- [AIM OF THE EXERCISE]:
Copy the records below, swapping "every instance" for "all instances" wherever it occurs and changing nothing else. Leave the pictures out of your copy.

(Image boundary annotation records)
━━━━━━━━━━━━━━━━━━━━━━━━━━━━━━
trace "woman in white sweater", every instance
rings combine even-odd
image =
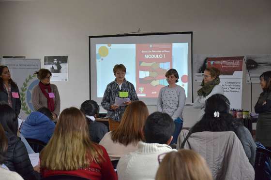
[[[198,119],[201,119],[204,114],[205,101],[215,94],[223,94],[223,88],[219,85],[220,71],[213,67],[207,68],[204,70],[203,79],[200,85],[202,87],[197,91],[197,97],[195,100],[193,107],[200,109]]]

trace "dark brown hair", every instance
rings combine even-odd
[[[36,71],[34,73],[34,74],[37,74],[38,78],[40,81],[45,79],[48,74],[49,74],[50,76],[52,76],[51,72],[46,69],[41,69],[38,71]]]
[[[266,82],[266,87],[263,89],[264,91],[271,92],[271,70],[264,72],[260,76],[260,80],[261,78]]]
[[[7,66],[1,65],[0,66],[0,76],[2,75],[3,73],[3,70],[4,69],[7,68],[8,69]],[[14,82],[12,80],[11,78],[9,80],[9,83],[10,83],[11,86],[13,87],[16,88],[17,87],[17,85],[14,83]],[[3,82],[3,79],[2,78],[0,77],[0,90],[2,91],[4,91],[4,86],[3,86],[4,82]]]
[[[133,101],[126,108],[119,127],[112,132],[112,140],[125,146],[143,140],[142,129],[148,115],[148,108],[143,102]]]
[[[167,76],[169,76],[172,75],[174,75],[174,77],[175,78],[179,79],[179,74],[178,73],[176,69],[170,69],[166,71],[165,76],[167,77]],[[175,81],[175,83],[178,83],[178,82],[179,81],[178,79]]]
[[[218,77],[220,75],[220,71],[214,67],[209,67],[205,69],[205,70],[207,70],[210,73],[211,75],[211,77],[213,78],[215,77],[216,78]]]
[[[114,67],[113,69],[113,72],[114,72],[114,74],[115,74],[118,70],[123,70],[123,71],[126,72],[126,68],[122,64],[116,64]]]
[[[8,138],[5,134],[5,131],[2,125],[0,124],[0,165],[5,161],[4,154],[8,149]]]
━━━━━━━━━━━━━━━━━━━━━━━━━━━━━━
- [RESULT OF THIS TASK]:
trace "woman in white sweater", all instances
rings combine even-odd
image =
[[[198,119],[201,119],[204,114],[205,101],[215,94],[223,94],[223,88],[219,85],[220,71],[213,67],[207,68],[204,70],[203,79],[200,85],[202,87],[197,91],[197,97],[195,100],[193,107],[200,109]]]

trace "dark brown hair", all instances
rings combine even-odd
[[[36,71],[34,73],[34,74],[37,74],[38,78],[40,81],[45,79],[48,74],[49,74],[50,76],[52,76],[51,72],[46,69],[41,69],[38,71]]]
[[[266,82],[266,87],[263,89],[264,91],[271,92],[271,70],[264,72],[260,76],[260,80],[261,78]]]
[[[7,66],[1,65],[0,66],[0,76],[2,75],[3,73],[3,70],[4,69],[7,68],[8,69]],[[14,82],[12,80],[11,78],[9,80],[9,83],[10,83],[11,86],[13,87],[16,88],[17,87],[17,85],[14,83]],[[3,82],[3,79],[2,78],[0,77],[0,90],[2,91],[4,91],[4,86],[3,86],[4,82]]]
[[[133,101],[126,108],[119,127],[112,132],[112,140],[125,146],[143,140],[142,129],[148,115],[148,108],[143,102]]]
[[[167,76],[169,76],[172,75],[174,75],[174,77],[175,78],[179,79],[179,74],[178,73],[176,69],[170,69],[166,71],[165,76],[167,77]],[[175,81],[175,83],[178,83],[178,82],[179,81],[178,79]]]
[[[218,77],[220,75],[220,71],[214,67],[209,67],[205,69],[205,70],[207,70],[210,73],[211,75],[211,77],[213,78],[215,77],[216,78]]]
[[[114,67],[113,69],[113,72],[114,72],[114,74],[115,74],[118,70],[123,70],[123,71],[126,72],[126,68],[122,64],[116,64]]]
[[[8,138],[5,134],[5,131],[2,125],[0,124],[0,165],[5,161],[4,154],[8,149]]]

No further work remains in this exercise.